**文書抜粋**.
-*-*-
2015年の国会は、現在会期延長中です。この原稿執筆の時点では、安倍政権の出してきた「平和安全法制」の提案は成立しておらず、与野党の論戦はまだ続いていきそうな情勢です。
先週末は、自民党若手議員たちの勉強会の「マスコミを懲らしめる」発言が物議をかもしていましたが・・・・。
もうしばらくこの問題の論議は紛糾するでしょう。
そしてそればっかりクローズアップされる陰で、いろいろな大事なことがスルっと見過ごされていくような怖さも感じます。
対岸の火事で終ってしまったアメリカの事件
チャールストンの教会の銃乱射事件を覚えていますか
6月半ば、アメリカのサウスカロライナ州チャールストンの黒人が多く住む地区の教会で、9人が殺害された銃乱射事件が起きました。
容疑者ディラン・ルーフは、21歳の白人の青年で、学校をドロップアウトしてから、過激な人種差別思想サイトに強い影響を受けるようになったと見られています。
今回の犯行は激しい黒人差別・憎悪の感情から行われた“ヘイトクライム”(民族や人種に対する憎悪に起因する犯罪)だと断定されました。
アメリカでは、白人警官による黒人少年殺害事件など、人種差別に根差す事件がこのところ続いており、今回の事件は社会に重く受け止められ、反響もまだまだ鎮まらない感じです。
しかし、日本での報道は、ろくに反響もないまま、すでに忘れられた感があります。
国会のニュースの影で、完全に“対岸の火事”のように流された報道のひとつでした。
特定の国と民族への憎悪が高まる社会
人種差別の問題=アメリカの専売特許
このような感覚の日本人は確かに多いかもしれません。
-*-*-
**データ抜粋**.
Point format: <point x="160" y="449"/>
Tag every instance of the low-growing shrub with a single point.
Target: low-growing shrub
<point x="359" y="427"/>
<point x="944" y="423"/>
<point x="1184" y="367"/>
-*-*-
**作業内容**.
A) 上の記録の各行を、一字も変えずにすべて書き写してください。
B) 国会と人種差別報道についての文章を、最後の文の後から続けて書き継ぐこと。

**作業ごとの回答**.
A)
Point format: <point x="160" y="449"/>
Tag every instance of the low-growing shrub with a single point.
Target: low-growing shrub
<point x="359" y="427"/>
<point x="944" y="423"/>
<point x="1184" y="367"/>

B)
しかし、ヘイトスピーチなどに見られる嫌韓思想の台頭が看過できないレベルになってきた昨今、この事件と現在の日本のネット状況には、共通する部分が多く見られることに、いやぁ~な感じを禁じ得ません。
ルーフ容疑者は、ネット内に犯行予告とも取れるメッセージも含め、様々なヘイト思想を書き連ねた書き込みを残しています。
捜査当局によって次々明るみに出てきた事実を見ると、彼は「黒人による白人への犯罪」ばかりを集めて黒人への憎悪を煽るサイトに出会い、そこですっかり感化され“目覚めて”しまったと見られています。
彼は、使命感に駆られ、正義と信じて犯行に至った確信犯です。
現在、ネットの世界には、特定の人たちを貶めることを目的に作られているサイトもたくさん溢れています。
差別思考の強い人たちによって被差別者への悪感情を増大させるように仕組まれたサイトはその代表です。
日本の嫌韓思想に基づく発言を続ける人たちの多くも、ネット内の煽り記事に感化され、目覚めていった経過を経ています。
徒党を組んで、「韓国・朝鮮人をころせ」と叫びながら街を練り歩いている人たちは、自分たちの言動は正義であると信じて行動しています。
ネットde真実
メディア・リテラシーとネット・リテラシー
ネットの世界は、言論の自由が大幅に尊重されています。が、誰でも自由に発言・発信できるため、一方でデマも大量に出回りやすい世界です。
誰かの勘違いや書き間違いなどが拡散したり、噂に尾ひれがついて、伝達の途中で悪意なく中身が変容してしまったり、ということも多々起こります。
また、詐欺などの犯罪を目的とした騙すためのサイトや、ルーフ容疑者が洗脳されてしまったような歪んだ価値観を煽動するために作られたサイトもあります。
今、嘘情報に惑わされないように、ネットと付き合っていくことがとても大切です。
- メディアからの情報を正しく理解する技術を「メディア・リテラシー」
- ネットの情報を正しく理解する技術を「ネット・リテラシー」
と呼びます。
ネット・リテラシーは、特に真実かデマかを見極めるスキルが重要です。これには、自分がデマを発信しないようにする技術も含まれます。
衝撃的な書き方をされるとすぐ鵜呑みにしてしまう
ネット内の記事には、いかにも隠された真実であるかのように、勘違いや間違いや悪意のあるデマを流す記事がたくさん紛れています。
リテラシーの低い人の中には、ちょっと意外で衝撃的な情報を見ると、ほとんどそのまんま鵜呑みにして信じてしまうタイプの人がいます。
彼らは、「自分は隠された真実を知った」という特別感に高揚して、その情報を自慢げに吹聴・拡散してしまう傾向が強いです。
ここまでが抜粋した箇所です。